┌──
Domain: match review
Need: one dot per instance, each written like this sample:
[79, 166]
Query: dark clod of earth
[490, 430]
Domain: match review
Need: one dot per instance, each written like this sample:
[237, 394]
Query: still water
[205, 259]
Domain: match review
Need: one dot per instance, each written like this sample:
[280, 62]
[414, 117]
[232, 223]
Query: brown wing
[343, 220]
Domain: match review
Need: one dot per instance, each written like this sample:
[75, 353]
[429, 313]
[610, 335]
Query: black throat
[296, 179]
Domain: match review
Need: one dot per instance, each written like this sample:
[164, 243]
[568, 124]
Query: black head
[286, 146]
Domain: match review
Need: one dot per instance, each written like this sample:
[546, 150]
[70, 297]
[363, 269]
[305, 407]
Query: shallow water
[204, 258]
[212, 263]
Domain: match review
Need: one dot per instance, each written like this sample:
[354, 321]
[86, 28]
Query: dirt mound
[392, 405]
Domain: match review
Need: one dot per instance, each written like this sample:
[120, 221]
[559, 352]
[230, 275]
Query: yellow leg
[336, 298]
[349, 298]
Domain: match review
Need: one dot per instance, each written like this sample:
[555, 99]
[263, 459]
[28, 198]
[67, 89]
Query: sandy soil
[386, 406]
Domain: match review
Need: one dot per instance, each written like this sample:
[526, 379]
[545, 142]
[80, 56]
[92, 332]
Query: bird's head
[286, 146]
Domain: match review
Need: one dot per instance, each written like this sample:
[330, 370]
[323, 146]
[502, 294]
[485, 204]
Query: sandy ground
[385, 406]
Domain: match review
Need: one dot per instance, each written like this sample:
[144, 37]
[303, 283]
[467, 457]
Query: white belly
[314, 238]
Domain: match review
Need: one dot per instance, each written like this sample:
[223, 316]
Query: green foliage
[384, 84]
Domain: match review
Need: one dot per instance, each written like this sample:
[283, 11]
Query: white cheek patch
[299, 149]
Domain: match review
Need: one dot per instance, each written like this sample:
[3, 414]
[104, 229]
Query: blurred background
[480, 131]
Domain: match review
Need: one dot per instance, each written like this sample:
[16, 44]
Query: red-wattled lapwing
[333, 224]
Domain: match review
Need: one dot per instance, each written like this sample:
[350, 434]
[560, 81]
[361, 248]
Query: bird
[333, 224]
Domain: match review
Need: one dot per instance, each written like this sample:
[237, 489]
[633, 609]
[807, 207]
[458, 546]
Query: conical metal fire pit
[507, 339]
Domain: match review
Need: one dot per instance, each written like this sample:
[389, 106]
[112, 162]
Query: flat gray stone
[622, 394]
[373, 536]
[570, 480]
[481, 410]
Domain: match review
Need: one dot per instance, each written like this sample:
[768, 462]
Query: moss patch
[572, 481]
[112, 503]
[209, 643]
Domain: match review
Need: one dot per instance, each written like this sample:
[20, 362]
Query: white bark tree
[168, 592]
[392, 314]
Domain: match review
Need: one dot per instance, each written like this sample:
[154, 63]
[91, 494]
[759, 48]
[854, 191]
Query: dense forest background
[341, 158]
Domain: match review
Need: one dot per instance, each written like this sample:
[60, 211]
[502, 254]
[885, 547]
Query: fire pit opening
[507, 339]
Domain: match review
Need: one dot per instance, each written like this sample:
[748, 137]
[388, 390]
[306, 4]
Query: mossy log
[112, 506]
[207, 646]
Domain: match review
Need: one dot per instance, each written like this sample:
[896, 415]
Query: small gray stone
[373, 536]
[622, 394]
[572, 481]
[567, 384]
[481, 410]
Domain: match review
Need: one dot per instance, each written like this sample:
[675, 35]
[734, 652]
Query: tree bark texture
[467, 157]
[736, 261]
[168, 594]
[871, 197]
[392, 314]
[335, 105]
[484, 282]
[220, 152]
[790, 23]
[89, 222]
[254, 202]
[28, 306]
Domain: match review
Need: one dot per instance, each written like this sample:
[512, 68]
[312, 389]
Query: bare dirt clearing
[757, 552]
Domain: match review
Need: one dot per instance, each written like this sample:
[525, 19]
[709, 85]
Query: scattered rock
└──
**Your instructions:**
Every line above should be retyped exactly as given.

**Finished exercise:**
Domain: match review
Need: one dot per instance, each written like this sample:
[79, 166]
Query: dark clod of earth
[490, 430]
Domain: match review
Need: one dot per instance, each written like this sample:
[237, 394]
Query: still water
[205, 259]
Domain: match review
Need: one dot per instance, each written like this sample:
[280, 62]
[414, 117]
[232, 223]
Query: brown wing
[343, 220]
Domain: match review
Need: one dot per instance, each written like this sample:
[75, 353]
[429, 313]
[610, 335]
Query: black throat
[296, 179]
Domain: match review
Need: one dot per instance, each written like this sample:
[164, 243]
[568, 124]
Query: black head
[286, 146]
Domain: match review
Need: one dot per instance, each written like this sample:
[546, 150]
[70, 297]
[363, 269]
[305, 407]
Query: shallow water
[204, 258]
[212, 263]
Domain: match review
Need: one dot per instance, each written like this sample:
[354, 321]
[86, 28]
Query: dirt mound
[392, 405]
Domain: match review
Need: one dot per instance, each written like this sample:
[120, 221]
[559, 352]
[230, 275]
Query: yellow leg
[336, 298]
[349, 298]
Domain: match review
Need: one dot per instance, each written like this sample:
[555, 99]
[263, 459]
[28, 198]
[67, 89]
Query: sandy soil
[386, 406]
Domain: match review
Need: one dot per instance, each written like this sample:
[526, 379]
[545, 142]
[80, 56]
[92, 332]
Query: bird's head
[286, 146]
Domain: match review
Need: one dot per instance, each written like this sample:
[330, 370]
[323, 146]
[502, 294]
[485, 204]
Query: sandy ground
[385, 406]
Domain: match review
Need: one dot per instance, each written like this sample:
[144, 37]
[303, 283]
[467, 457]
Query: white belly
[314, 238]
Domain: match review
Need: one dot per instance, each written like this sample:
[223, 316]
Query: green foliage
[384, 84]
Domain: match review
Need: one dot per instance, each written like this sample:
[283, 11]
Query: white cheek patch
[299, 149]
Domain: match review
Need: one dot per instance, each written like this sample:
[3, 414]
[104, 229]
Query: blurred background
[480, 131]
Domain: match review
Need: one dot per instance, each written like this sample:
[16, 44]
Query: red-wattled lapwing
[333, 224]
Domain: match review
Need: one dot per instance, each written like this sample:
[350, 434]
[560, 81]
[361, 248]
Query: bird
[333, 224]
Domain: match review
Need: one dot per instance, each written like this sample:
[237, 489]
[633, 609]
[807, 207]
[458, 546]
Query: conical metal fire pit
[507, 339]
Domain: match review
Need: one dot per instance, each written like this sample:
[389, 106]
[112, 162]
Query: flat gray stone
[622, 394]
[373, 536]
[570, 480]
[481, 410]
Domain: match review
Need: one dot per instance, each written like this sample:
[768, 462]
Query: moss patch
[572, 481]
[112, 503]
[209, 643]
Domain: match review
Need: one dot per instance, each written like this sample:
[20, 362]
Query: white bark tree
[168, 592]
[392, 314]
Domain: match review
Need: one dot per instance, each written like this sample:
[154, 63]
[91, 494]
[759, 48]
[854, 191]
Query: dense forest background
[341, 158]
Domain: match review
Need: one dot per instance, each written like this sample:
[60, 211]
[502, 254]
[885, 547]
Query: fire pit opening
[507, 339]
Domain: match review
Need: one dot per instance, each written like this sample:
[748, 137]
[388, 390]
[306, 4]
Query: mossy log
[112, 506]
[207, 646]
Domain: match review
Need: one dot per instance, each written like this sample:
[896, 415]
Query: small gray stone
[373, 536]
[622, 394]
[572, 481]
[567, 384]
[481, 410]
Domain: match review
Need: one dot per instance, each written like this sample:
[675, 35]
[734, 652]
Query: tree bark texture
[467, 157]
[736, 261]
[168, 594]
[871, 197]
[392, 314]
[335, 105]
[484, 282]
[220, 152]
[790, 23]
[89, 222]
[254, 202]
[28, 306]
Domain: match review
Need: one dot per instance, each written like this sample:
[512, 68]
[312, 389]
Query: bare dirt clearing
[757, 552]
Domain: match review
Need: one dot per instance, each written like this sample:
[525, 19]
[709, 85]
Query: scattered rock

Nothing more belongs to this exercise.